=== Information supplied ===

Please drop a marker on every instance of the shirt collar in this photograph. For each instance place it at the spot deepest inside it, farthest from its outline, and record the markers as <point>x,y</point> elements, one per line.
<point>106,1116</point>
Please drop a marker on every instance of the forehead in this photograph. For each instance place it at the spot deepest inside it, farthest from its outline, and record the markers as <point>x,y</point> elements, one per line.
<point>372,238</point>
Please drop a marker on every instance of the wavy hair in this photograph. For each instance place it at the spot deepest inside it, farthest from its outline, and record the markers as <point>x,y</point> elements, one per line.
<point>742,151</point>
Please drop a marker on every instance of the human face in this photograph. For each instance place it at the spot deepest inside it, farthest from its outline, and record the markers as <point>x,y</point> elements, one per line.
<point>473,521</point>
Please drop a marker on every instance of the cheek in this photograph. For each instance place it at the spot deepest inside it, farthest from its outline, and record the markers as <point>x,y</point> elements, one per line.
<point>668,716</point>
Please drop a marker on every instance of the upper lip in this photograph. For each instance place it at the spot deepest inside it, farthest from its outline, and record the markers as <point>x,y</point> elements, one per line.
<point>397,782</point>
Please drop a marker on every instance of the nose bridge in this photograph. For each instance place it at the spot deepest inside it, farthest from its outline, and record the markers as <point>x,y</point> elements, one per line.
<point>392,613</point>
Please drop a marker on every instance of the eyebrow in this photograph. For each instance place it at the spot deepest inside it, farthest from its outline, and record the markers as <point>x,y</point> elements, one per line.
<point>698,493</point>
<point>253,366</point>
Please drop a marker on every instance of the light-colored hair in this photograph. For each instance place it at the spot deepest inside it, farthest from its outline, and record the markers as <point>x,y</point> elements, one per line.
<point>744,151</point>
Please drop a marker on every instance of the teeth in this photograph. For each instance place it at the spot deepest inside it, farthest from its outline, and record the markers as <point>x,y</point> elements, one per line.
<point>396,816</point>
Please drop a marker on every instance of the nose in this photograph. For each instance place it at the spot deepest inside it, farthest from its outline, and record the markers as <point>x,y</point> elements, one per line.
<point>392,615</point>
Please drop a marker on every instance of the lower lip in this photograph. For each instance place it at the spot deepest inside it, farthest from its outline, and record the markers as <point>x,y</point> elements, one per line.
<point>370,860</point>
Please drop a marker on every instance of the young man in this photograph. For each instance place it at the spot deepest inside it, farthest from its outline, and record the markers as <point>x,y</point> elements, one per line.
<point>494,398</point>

===

Task to carry out |
When you answer, return the records above exactly as they stand.

Result of the task |
Please drop a marker on every instance of the shirt collar in this photograph. For each instance place it at the spot deepest inside it, farthest from its outline, and record the markers as <point>x,y</point> elements, one per line.
<point>106,1116</point>
Please drop a marker on every instance of the forehead in this photograph. For each instance place it at the spot deepest inside it, farthest from its outline, and record the markers as <point>x,y</point> elements, one per line.
<point>372,238</point>
Please drop a marker on every instance of the wavy hair in this photograph. For each instance place it at the spot deepest inside it, farthest from its outline, and record the markers as <point>x,y</point> elements, one per line.
<point>742,151</point>
Please drop a marker on every instance of the human face in this photograph. For each instance place it at the spot deepest inside it, farthest from its outline, and record the markers as <point>x,y</point> elements, one per line.
<point>473,521</point>
Please drop a marker on every instance of the cheek in this photograph. For each instance place it at the spot deepest inside it, farthest from its outline, and record the markers as <point>x,y</point> elements, one per line.
<point>668,716</point>
Please drop a marker on every instance of the upper lip in this photograph. For each instance place it at the spot deepest inside it, farthest from its outline, and record the markers as <point>x,y</point> elements, one per line.
<point>397,782</point>
Please drop a marker on every instance of the nose bridge in this photograph. For each instance place it at the spot deepest inside it, farthest from its outline, and record the markers as <point>x,y</point> elements, one per line.
<point>392,613</point>
Please drop a marker on every instance of the eyebrow in this photograph. For each instance place it at the spot deepest inside it, farthest from its outline, and record the markers as <point>x,y</point> elements, one per line.
<point>698,493</point>
<point>253,366</point>
Please drop a marker on every instance of the light-colored hair in this photograph. For each instance place it at the spot deepest inside it, farthest from its outline, and record the markers as <point>x,y</point> elements, one per line.
<point>744,151</point>
Please drop a marker on every instance of the teeth in this photograph. For each instance place it at the spot deepest inside it, farthest from its outline, and record the markers as <point>x,y</point> elements, one per line.
<point>396,816</point>
Please drop a marker on every instance of the nose in this photograph. For each instance place it at the spot deepest inside it, farthest from its outline, and record the markers as <point>x,y</point> elements, one per line.
<point>392,615</point>
Please drop a marker on every instance of the lower lip in this photograph. For each instance place it at the spot deepest inside it, farthest from its outline, and record the markers as <point>x,y</point> elements, one per line.
<point>370,860</point>
Please drop a marker on every instance of the young man in this photograph. For each instance place it at the spot deepest inside it, farthest from its outline, and record the markers as <point>x,y</point> elements, one per line.
<point>494,398</point>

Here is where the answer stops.